Keep the wording of each record exactly the same when you repeat it, and leave out pictures.
Segment Start: DATA TO USE
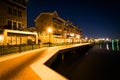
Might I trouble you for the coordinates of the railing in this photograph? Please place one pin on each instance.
(16, 48)
(25, 47)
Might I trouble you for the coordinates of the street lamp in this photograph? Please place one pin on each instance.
(72, 35)
(1, 39)
(49, 31)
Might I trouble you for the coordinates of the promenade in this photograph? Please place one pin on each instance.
(29, 65)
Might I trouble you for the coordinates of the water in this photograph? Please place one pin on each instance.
(100, 62)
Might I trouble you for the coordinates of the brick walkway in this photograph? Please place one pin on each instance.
(18, 68)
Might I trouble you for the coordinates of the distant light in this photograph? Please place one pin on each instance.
(72, 34)
(77, 36)
(86, 38)
(1, 37)
(49, 30)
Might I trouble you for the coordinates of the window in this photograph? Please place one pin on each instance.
(9, 23)
(19, 13)
(9, 10)
(19, 26)
(14, 12)
(14, 25)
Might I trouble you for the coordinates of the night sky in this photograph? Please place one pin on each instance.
(96, 18)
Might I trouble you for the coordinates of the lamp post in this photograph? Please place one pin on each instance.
(1, 43)
(1, 39)
(49, 31)
(72, 35)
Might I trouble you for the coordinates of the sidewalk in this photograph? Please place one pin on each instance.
(29, 65)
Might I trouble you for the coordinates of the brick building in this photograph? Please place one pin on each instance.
(13, 14)
(62, 30)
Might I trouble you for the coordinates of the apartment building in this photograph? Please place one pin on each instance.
(61, 28)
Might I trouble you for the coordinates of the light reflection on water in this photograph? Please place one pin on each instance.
(114, 45)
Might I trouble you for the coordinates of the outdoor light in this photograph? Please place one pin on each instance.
(49, 31)
(1, 39)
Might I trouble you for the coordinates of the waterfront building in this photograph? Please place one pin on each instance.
(13, 23)
(13, 14)
(62, 30)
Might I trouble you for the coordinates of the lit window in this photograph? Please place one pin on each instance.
Segment End: DATA TO USE
— EXPECTED ANSWER —
Might I trouble you for the coordinates of the railing in this photograph? Please place one pin on each instance.
(16, 48)
(25, 47)
Might I trouble you for the coordinates of the street lamp in this photograph? Please place one pin on each instance.
(72, 35)
(1, 39)
(49, 31)
Might I trouble you for the coordinates of the promenade in this photograph? Please place one pin on each instance.
(29, 65)
Might I trouble you for the coordinates of the water in this photograph? Please place one pin on each instance.
(100, 62)
Might I trouble you for the coordinates of the brick walkway in this photograph? Please place one pin on each instance.
(18, 68)
Might I trouble you for the coordinates of the distant light in this photograph? Please place one pin on each instance.
(72, 34)
(77, 36)
(86, 38)
(1, 37)
(49, 30)
Might I trouble you for the coordinates of the window in this photograph? Please place one pin on each instance.
(9, 23)
(19, 13)
(9, 10)
(19, 26)
(14, 12)
(14, 25)
Might I trouble you for the coordinates of the night sky in this photograph? Please place one pin on each instance.
(96, 18)
Might I trouble you for the coordinates of the lamp post in this photograph? Please place one pin on each instance.
(1, 43)
(1, 39)
(49, 31)
(72, 35)
Might I trouble you for the coordinates of the sidewalk in this photograph? Please place one pin on each instance.
(29, 65)
Might I trouble you for the coordinates of the brick building in this photograph? Please place one pin on each instance.
(13, 14)
(62, 30)
Might I trouble you for the coordinates of the apartment building in this photograph? Please place one pin on each instance.
(61, 28)
Might I trouble you for the coordinates of the light reflection on water in this photograph? Please place one pin on each instance.
(114, 45)
Might I trouble you for the coordinates of the outdoor light in this photograph? Please place one pin on each instance.
(49, 31)
(1, 39)
Might I trouble you for the coordinates of the waterfront building in this photograph? Please place one pin on each instance.
(13, 23)
(13, 14)
(62, 30)
Might I trouble you for the coordinates of the lit window in this photograph? Please place one pin on each instance.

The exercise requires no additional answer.